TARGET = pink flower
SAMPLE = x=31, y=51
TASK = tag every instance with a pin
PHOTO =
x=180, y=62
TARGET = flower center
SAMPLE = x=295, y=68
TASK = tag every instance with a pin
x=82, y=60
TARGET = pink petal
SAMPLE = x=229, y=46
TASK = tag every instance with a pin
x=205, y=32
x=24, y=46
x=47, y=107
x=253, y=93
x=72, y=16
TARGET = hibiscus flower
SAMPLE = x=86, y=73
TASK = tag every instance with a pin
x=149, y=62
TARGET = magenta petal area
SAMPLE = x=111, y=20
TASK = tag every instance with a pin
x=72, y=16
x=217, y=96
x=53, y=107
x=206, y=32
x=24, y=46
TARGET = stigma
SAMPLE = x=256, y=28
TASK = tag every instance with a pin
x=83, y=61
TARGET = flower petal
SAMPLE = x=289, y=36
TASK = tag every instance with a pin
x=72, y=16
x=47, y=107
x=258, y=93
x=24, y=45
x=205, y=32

==============================

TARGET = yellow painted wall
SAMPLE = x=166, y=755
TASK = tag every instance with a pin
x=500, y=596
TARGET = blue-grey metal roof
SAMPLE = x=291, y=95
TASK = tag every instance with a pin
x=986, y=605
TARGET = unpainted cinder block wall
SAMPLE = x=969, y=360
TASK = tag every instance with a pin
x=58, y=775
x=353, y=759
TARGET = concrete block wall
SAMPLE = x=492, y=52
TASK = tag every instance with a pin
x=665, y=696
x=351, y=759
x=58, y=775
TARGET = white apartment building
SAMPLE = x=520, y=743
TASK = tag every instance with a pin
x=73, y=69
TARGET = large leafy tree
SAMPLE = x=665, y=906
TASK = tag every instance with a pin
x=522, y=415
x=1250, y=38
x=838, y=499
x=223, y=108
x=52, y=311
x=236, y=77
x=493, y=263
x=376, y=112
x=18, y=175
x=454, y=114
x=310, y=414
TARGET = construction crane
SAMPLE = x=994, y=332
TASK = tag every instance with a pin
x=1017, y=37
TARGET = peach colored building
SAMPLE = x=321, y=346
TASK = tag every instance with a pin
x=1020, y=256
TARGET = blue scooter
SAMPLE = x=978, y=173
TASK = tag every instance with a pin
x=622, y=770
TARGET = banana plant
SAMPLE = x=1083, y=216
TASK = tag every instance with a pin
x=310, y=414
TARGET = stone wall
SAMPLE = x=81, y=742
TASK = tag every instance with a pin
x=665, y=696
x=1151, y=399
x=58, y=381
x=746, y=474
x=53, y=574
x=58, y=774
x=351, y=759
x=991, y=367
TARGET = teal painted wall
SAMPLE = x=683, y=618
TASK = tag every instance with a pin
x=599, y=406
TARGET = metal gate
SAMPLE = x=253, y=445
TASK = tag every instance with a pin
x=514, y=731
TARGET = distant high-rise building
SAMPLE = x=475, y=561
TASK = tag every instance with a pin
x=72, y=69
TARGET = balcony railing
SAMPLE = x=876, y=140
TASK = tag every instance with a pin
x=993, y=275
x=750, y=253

==============================

- **Consignes**:
Repérez chaque ligne des entrées ci-dessus qui contient le mot « wall », puis recopiez ces lignes.

- **Réponse rédigée**:
TARGET = yellow painted wall
TARGET = unpainted cinder block wall
TARGET = concrete block wall
TARGET = stone wall
TARGET = teal painted wall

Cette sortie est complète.